→ Source extract:

>> begin

EOF

How Will the Big Data Craze Play Out?

Doc Searls

Issue #259, November 2015

And, how does it compare to what we've already experienced with Linux and open source?

I was in the buzz-making business long before I learned how it was done. That happened here, at Linux Journal. Some of it I learned by watching kernel developers make Linux so useful that it became irresponsible for anybody doing serious development not to consider it—and, eventually, not to use it. Some I learned just by doing my job here. But most of it I learned by watching the term “open source” get adopted by the world, and participating as a journalist in the process.

For a view of how quickly “open source” became popular, see Figure 1 for a look at what Google's Ngram viewer shows.

Figure 1. Google Ngram Viewer: “open source”

Ngram plots how often a term appears in books. It goes only to 2008, but the picture is clear enough.

>> end

→ Information shown:
>> begin

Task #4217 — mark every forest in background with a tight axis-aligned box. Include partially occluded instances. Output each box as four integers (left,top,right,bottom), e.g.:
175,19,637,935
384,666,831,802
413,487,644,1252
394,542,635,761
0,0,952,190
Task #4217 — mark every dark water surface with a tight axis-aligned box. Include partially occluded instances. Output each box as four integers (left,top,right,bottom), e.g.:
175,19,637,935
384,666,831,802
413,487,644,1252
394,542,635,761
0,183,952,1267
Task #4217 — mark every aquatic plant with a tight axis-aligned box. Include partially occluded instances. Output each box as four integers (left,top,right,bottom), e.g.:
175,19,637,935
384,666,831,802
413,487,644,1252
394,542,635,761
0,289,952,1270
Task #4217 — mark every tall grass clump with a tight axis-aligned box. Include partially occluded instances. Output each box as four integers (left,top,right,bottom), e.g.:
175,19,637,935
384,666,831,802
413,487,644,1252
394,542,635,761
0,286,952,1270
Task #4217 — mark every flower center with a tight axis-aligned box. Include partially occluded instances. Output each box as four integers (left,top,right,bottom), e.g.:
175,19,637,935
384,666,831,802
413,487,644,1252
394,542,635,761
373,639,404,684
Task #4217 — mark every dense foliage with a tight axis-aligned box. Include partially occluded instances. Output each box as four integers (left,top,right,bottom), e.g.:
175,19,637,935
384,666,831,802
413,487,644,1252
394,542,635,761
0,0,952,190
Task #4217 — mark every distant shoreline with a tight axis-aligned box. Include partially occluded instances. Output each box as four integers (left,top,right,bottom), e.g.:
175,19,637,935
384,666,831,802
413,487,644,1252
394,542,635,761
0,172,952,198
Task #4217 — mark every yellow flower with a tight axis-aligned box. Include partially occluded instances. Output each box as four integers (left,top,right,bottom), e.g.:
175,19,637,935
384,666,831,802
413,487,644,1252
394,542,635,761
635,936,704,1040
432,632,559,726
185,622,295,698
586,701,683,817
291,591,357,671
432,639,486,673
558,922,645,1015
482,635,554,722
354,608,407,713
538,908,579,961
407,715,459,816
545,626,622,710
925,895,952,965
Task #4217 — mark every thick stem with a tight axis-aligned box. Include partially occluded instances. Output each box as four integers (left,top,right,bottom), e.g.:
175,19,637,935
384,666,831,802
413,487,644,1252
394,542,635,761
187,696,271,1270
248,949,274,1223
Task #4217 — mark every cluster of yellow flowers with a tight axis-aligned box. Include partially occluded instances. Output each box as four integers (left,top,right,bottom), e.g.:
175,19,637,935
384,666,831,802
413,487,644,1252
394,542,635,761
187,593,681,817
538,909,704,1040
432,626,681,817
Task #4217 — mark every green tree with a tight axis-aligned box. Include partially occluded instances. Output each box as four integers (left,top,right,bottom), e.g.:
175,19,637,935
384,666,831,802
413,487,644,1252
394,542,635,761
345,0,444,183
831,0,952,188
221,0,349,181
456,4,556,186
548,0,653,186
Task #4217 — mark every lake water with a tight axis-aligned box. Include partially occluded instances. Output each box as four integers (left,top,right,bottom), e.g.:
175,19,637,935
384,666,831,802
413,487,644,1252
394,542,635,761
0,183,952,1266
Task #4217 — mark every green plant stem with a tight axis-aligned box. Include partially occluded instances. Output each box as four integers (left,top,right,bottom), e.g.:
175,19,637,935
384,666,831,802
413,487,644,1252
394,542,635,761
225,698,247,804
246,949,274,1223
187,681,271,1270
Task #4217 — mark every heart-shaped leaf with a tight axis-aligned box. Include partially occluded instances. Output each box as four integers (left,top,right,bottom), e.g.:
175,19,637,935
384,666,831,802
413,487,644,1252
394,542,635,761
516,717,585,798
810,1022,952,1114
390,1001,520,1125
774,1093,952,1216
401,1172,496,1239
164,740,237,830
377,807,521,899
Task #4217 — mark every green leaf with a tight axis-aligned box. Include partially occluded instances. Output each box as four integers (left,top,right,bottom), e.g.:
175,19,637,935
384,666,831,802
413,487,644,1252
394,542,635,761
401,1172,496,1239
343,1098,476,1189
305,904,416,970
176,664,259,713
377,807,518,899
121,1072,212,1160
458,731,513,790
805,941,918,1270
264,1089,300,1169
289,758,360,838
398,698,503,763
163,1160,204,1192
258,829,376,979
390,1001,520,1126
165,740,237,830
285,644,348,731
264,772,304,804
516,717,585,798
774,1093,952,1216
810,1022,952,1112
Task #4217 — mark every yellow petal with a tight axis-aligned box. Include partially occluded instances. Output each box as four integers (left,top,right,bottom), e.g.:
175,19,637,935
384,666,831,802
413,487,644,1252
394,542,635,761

>> end

→ Tasks to complete:
**a.** Per the column on the big data craze, what is the latest year covered by the Ngram viewer?
**b.** Write out the big data column again, starting with "And, how does" and going on through "in the process.", and switch "kernel developers" to "kernel hackers".

→ Expected results:
**a.** 2008

**b.**
And, how does it compare to what we've already experienced with Linux and open source?

I was in the buzz-making business long before I learned how it was done. That happened here, at Linux Journal. Some of it I learned by watching kernel hackers make Linux so useful that it became irresponsible for anybody doing serious development not to consider it—and, eventually, not to use it. Some I learned just by doing my job here. But most of it I learned by watching the term “open source” get adopted by the world, and participating as a journalist in the process.